Stampa clandestina per un sito internet. Alcune riflessioni.

Il signor Carlo Ruta, scrittore e giornalista, è stato condannato l’8 maggio 2008 per il reato di “stampa clandestina”. Il “corpo del reato” è qualcosa di impalpabile: i contenuti di un sito internet.

Non conosciamo questa persona e il suo operato ma, da quanto possiamo comprendere, alcuni suoi scritti avrebbero infastidito l’apparato del potere politico-mafioso siciliano (non ce ne voglia il compagno Pontolillo, ma qui il termine “mafioso” in senso dispregiativo non intende in alcun modo riferirsi alle lotte dei briganti) e in particolar modo la figura di un magistrato, Agostino Fera, inserita tra gli ingranaggi di quel sistema.
La sovrapposizione del reato di “stampa clandestina” a una raccolta di scritti su internet è certamente un precedente pericoloso, principalmente se vista come stimolo per l’immaginazione di pm solerti e motivati.
Libertà e internet sono concetti per natura inconciliabili e non stupisce che la repressione, attraverso la censura, colpisca all’interno di una delle sue arene.

Nonostante i vari utilizzi che se ne possono fare, internet e le reti sono attualmente la spina dorsale della “società della sorveglianza”, evoluzione scontata, prevedibile e indispensabile della società-economia dell’informazione. Entro breve, molte tecnologie del controllo e della coercizione troveranno nella rete il loro “non-luogo” di comunione incrementando il loro potere di ubiquità e onnipervadenza.

Siti di controinformazione e critica sono realtà interessanti, forse (speriamo) utili, ma non giustificano certo l’esistenza di internet, né tantomeno ne esorcizzano la natura autoritaria; le balle tecno-messianiche o tecno-comunitarie possono far presa solo su chi ignori i tecno-incubi attuali e venturi.
Ben venga che anche moderati, naufraghi internauti, garanti del diritto e del dovere, grafomani da tastiera e ingenui democratici, si indignino per la condanna del signor Ruta, manifestazione in ambito informatico di una piccola parte dell’attività della macchina del dominio.
Alcuni gridano alla “Nuova Inquisizione”, ma si tratta di un solo, piccolissimo scatto dell’ingranaggio dell’autodifesa autoritaria. Trattandosi di una “persona perbene”, non vi è stato un altro scatto, quello delle manette, né l’accompagnamento percussivo dei manganelli.

E’ però stravagante l’assenza di altrettanta passione e indignazione per altri recenti utilizzi di questo reato, esempio della continuità Sovrano-Duce-Democrazia, che hanno colpito compagni verso i quali chi scrive prova sicuramente maggiore affinità e complicità. Compagne e compagni denunciati a Benevento [1] [2], Padova, nel Lazio e altrove, per aver tentato di rompere il muro dell’indifferenza e del torpore sociali, per aver distribuito (o trasportato) scritti intollerabili e lesivi al potere, non depliant e pubblicità varie che, per loro intrinseca “bontà”, possono circolare tranquillamente ricevendo il condono dello sbirro e del censore. Carta che fa paura, carta pericolosa.

Dati sulle espressioni referenziali:
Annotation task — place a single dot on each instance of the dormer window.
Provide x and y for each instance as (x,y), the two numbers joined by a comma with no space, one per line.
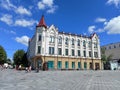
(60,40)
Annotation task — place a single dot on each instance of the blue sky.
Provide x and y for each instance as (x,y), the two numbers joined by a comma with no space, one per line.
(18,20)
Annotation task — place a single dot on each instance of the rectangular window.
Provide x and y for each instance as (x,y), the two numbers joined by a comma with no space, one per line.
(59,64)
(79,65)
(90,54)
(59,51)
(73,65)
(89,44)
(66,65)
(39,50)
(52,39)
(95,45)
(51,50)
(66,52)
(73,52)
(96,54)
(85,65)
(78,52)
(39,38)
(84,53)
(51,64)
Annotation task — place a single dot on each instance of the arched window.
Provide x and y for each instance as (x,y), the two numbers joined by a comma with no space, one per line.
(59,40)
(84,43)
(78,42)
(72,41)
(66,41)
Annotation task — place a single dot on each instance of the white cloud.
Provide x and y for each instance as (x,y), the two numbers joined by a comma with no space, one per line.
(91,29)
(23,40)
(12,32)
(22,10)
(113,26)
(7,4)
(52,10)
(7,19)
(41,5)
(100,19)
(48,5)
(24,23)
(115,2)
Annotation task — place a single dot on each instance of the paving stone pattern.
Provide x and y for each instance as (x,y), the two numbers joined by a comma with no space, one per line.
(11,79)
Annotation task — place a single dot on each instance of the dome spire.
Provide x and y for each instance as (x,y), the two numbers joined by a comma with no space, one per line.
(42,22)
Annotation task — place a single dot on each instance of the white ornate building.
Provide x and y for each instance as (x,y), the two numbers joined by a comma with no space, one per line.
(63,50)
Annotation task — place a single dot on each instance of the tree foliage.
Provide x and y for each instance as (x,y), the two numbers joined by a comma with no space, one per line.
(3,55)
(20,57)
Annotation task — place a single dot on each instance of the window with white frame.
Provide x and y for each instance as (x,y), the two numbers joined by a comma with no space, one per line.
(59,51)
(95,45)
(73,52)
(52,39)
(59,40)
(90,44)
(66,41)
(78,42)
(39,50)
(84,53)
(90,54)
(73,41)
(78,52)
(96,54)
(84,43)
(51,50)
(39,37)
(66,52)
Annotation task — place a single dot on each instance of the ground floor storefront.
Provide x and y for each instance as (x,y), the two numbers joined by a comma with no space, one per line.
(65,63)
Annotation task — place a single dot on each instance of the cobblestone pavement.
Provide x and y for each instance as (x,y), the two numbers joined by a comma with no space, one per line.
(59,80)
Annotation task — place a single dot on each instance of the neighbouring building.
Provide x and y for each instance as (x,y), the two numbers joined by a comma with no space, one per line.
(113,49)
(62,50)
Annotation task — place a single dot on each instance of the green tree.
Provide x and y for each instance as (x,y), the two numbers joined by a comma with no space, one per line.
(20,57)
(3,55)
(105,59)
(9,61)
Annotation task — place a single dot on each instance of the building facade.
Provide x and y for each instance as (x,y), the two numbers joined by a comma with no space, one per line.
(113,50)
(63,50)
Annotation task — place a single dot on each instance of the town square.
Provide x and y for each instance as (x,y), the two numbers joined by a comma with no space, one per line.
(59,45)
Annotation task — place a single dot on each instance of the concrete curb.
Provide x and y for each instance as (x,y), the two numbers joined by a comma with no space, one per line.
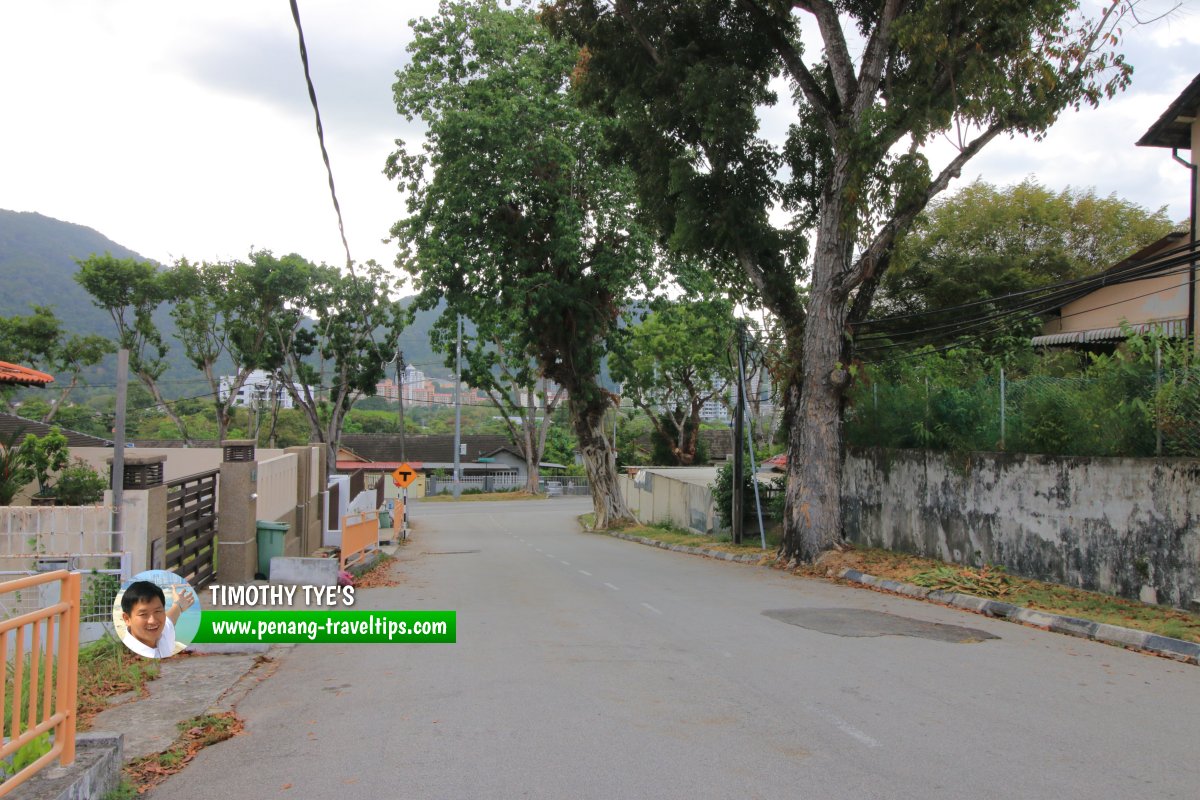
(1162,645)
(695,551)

• **COSA SI CHIEDE**
A) Riassumi in due frasi il brano sulla condanna di Carlo Ruta.
B) Secondo il brano sulla condanna di Carlo Ruta, quale magistrato sarebbe stato infastidito da alcuni suoi scritti?
C) Per favore, scrivi il seguito del brano sulla condanna di Carlo Ruta, cominciando dopo la frase «Carta che fa paura, carta pericolosa.»

• **SOLUZIONI**
A) Il brano riferisce che lo scrittore e giornalista Carlo Ruta è stato condannato l'8 maggio 2008 per «stampa clandestina» a causa dei contenuti di un sito internet, un precedente definito pericoloso, e sostiene che internet e le reti sono la spina dorsale della «società della sorveglianza». Lamenta inoltre l'assenza di altrettanta indignazione per altri recenti usi di questo reato contro compagne e compagni denunciati a Benevento, Padova, nel Lazio e altrove per aver distribuito scritti intollerabili e lesivi al potere.

B) Agostino Fera.

C)
L’assenza di libertà nelle strade porta alcuni a cercare asilo politico nella rete, offrendo più che altro un confino altamente sorvegliato.
La libertà è contagiosa come la sua assenza, la retrocessione da un fronte comporta vulnerabilità sugli altri. In un mondo materiale di controllo e repressione, non si può sperare di trovare lidi felici in una struttura come internet, generata per ampliare la sorveglianza a rafforzare il rizoma del controllo.

Basta osservare come le tecnologie vengono prodotte, riprodotte, foraggiate e distribuite, basta guardare in su agli angoli delle strade o leggere gli articoli di genetica e nanotecnologia, per comprendere come sia impossibile e triste auspicare a spazi di libertà virtuali se neanche più i nostri corpi sono estranei alla tassonomia della sorveglianza. Viviamo in un paese dove sono in atto schedature di massa su base etnica, dove vengono create banche dati del DNA e vari altri esperimenti di controllo sociale su ampia scala e repressione preventiva.

Forse sarebbe più comodo dare solidarietà a questo signore pubblicando un comunicato senza conoscere l’operato di questa persona, ma criticare radicalmente il sistema che lo ha censurato, lottare per contrastarne le appendici tecnologiche e repressive, svelarne gli intenti e sabotarne gli ingranaggi, rispecchia maggiormente il nostro concetto di solidarietà.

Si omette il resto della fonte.